DIRECTIONS >> Repeat, exactly and in full, the lines of the listing below, but without any pictures.

EXERCISE MATERIALS >>
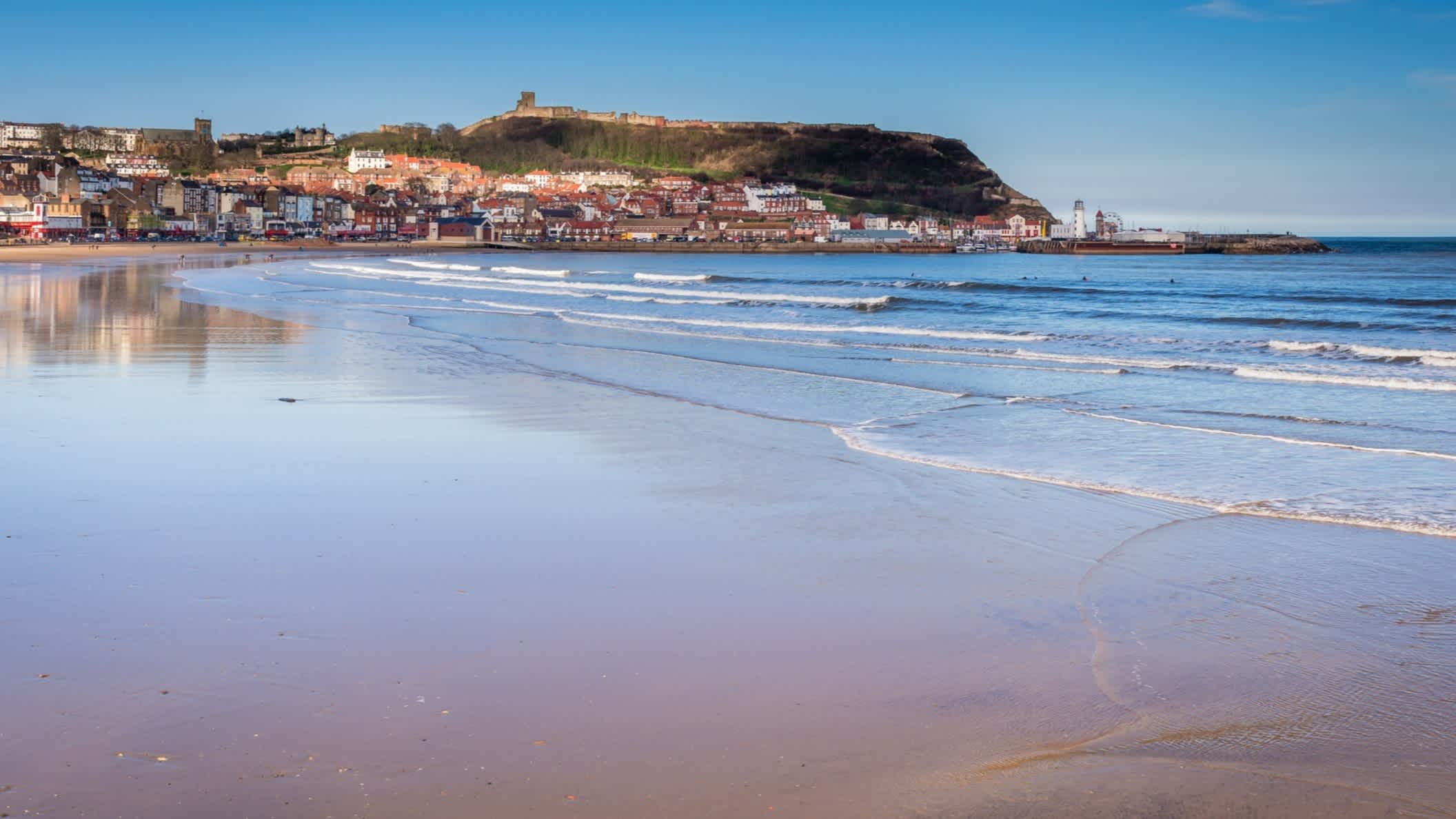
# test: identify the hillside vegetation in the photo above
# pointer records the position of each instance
(856, 163)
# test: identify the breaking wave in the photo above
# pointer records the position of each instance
(1267, 374)
(670, 277)
(436, 265)
(529, 270)
(1432, 357)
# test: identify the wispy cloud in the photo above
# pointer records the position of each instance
(1226, 9)
(1439, 81)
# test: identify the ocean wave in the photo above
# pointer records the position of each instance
(1344, 381)
(856, 328)
(1262, 436)
(858, 442)
(436, 265)
(353, 270)
(671, 277)
(858, 302)
(529, 270)
(1115, 361)
(1266, 417)
(1095, 372)
(1433, 357)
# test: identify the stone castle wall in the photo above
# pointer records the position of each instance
(526, 107)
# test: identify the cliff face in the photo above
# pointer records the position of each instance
(861, 162)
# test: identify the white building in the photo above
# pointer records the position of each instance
(600, 180)
(136, 165)
(367, 161)
(21, 134)
(1149, 236)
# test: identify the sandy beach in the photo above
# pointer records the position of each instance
(61, 252)
(462, 579)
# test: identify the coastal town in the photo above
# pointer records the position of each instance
(121, 184)
(117, 184)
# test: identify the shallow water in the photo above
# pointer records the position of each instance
(1318, 388)
(492, 561)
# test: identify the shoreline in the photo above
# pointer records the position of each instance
(753, 616)
(114, 251)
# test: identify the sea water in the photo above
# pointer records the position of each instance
(1312, 387)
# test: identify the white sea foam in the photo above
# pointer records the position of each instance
(1258, 436)
(1432, 357)
(1095, 372)
(488, 283)
(670, 277)
(1253, 507)
(1347, 381)
(529, 270)
(1110, 361)
(1299, 346)
(436, 265)
(353, 269)
(853, 328)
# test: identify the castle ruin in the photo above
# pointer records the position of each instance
(526, 107)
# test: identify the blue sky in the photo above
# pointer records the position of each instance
(1325, 117)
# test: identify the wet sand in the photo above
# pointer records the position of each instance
(111, 251)
(447, 585)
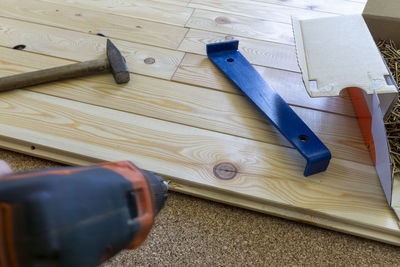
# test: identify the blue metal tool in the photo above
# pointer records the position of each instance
(230, 61)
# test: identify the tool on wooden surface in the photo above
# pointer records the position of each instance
(229, 60)
(76, 216)
(115, 63)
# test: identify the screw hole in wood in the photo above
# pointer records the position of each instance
(19, 47)
(149, 60)
(225, 171)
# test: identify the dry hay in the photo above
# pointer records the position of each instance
(391, 54)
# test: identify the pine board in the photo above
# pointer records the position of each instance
(95, 22)
(179, 116)
(257, 10)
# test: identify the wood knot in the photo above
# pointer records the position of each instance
(149, 60)
(225, 171)
(222, 20)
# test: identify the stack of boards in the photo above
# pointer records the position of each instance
(179, 116)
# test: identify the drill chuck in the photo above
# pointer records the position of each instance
(76, 216)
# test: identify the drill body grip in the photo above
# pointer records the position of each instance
(76, 216)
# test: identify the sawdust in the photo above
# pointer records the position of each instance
(391, 54)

EXPECTED ANSWER >>
# test: identify the hillside vegetation in the photo above
# pointer records the position of each instance
(856, 163)
# test: identify the breaking wave in the photo above
# pointer records the position of each instance
(1267, 374)
(670, 277)
(436, 265)
(529, 270)
(1432, 357)
# test: identify the wispy cloud in the photo above
# pointer records the position of each instance
(1226, 9)
(1439, 81)
# test: identify the ocean wave in the photo above
# pointer records the position of each instance
(1344, 381)
(856, 328)
(1262, 436)
(858, 442)
(436, 265)
(353, 270)
(671, 277)
(858, 302)
(529, 270)
(1115, 361)
(1266, 417)
(1095, 372)
(1433, 357)
# test: identify the stone castle wall in the photo above
# pointer records the position of each instance
(526, 107)
# test: identify the cliff face in the photo above
# pointer records the position of each instance
(861, 162)
# test: identify the white building in the photo above
# pointer records the position of each instance
(600, 180)
(136, 165)
(367, 161)
(21, 134)
(1149, 236)
# test: identify the sandy beach in the photo above
# pointer records the position of each instance
(61, 252)
(462, 579)
# test: identify the coastal town in the photo above
# pointer records the position of each instance
(121, 184)
(117, 184)
# test: identify the shallow water in the photo above
# pointer records the position of each instance
(1318, 388)
(492, 561)
# test: identify the shoreline in the photo above
# pointer records the position of each instance
(753, 616)
(114, 251)
# test: identify the sea water in the photo above
# pointer records the position of each instance
(1312, 387)
# test: identify the white sea foam in the photo above
# pointer records the position of each instance
(1258, 436)
(1432, 357)
(1095, 372)
(488, 283)
(670, 277)
(1253, 507)
(1347, 381)
(529, 270)
(1110, 361)
(1299, 346)
(436, 265)
(353, 269)
(853, 328)
# test: identify the castle ruin in the photo above
# pointer records the position of each instance
(526, 107)
# test: identify the blue sky in the photo above
# pointer records the position of each instance
(1325, 117)
# test: identify the wet sand in the photo above
# pointer records the position of each instance
(111, 251)
(447, 585)
# test: identify the blue metal tool in the photo above
# pointer records the position of each instance
(230, 61)
# test: identify the tool on wooden surface in the photo above
# pointer records the position of each instance
(229, 60)
(76, 216)
(115, 63)
# test: identify the screw hole in wood in the photo above
# pointer records the position of each instance
(19, 47)
(149, 60)
(225, 171)
# test: identify the dry hay in the photo above
# pointer records the position of each instance
(391, 54)
# test: identify the pine board in the photo above
# pointer records the position of each instance
(95, 22)
(179, 116)
(257, 10)
# test: identify the wood knot in the photo above
# pointer records the position of each instance
(149, 60)
(225, 171)
(222, 20)
# test: identify the stack of boards in the photo above
# pointer records the position of each instance
(179, 116)
# test: identify the drill chuck in the photo above
# pointer records the position of each instance
(76, 216)
# test: identify the drill body grip in the photo above
# pointer records the position of each instance
(76, 216)
# test: identify the sawdust in the photo above
# pointer records the position of each instance
(391, 54)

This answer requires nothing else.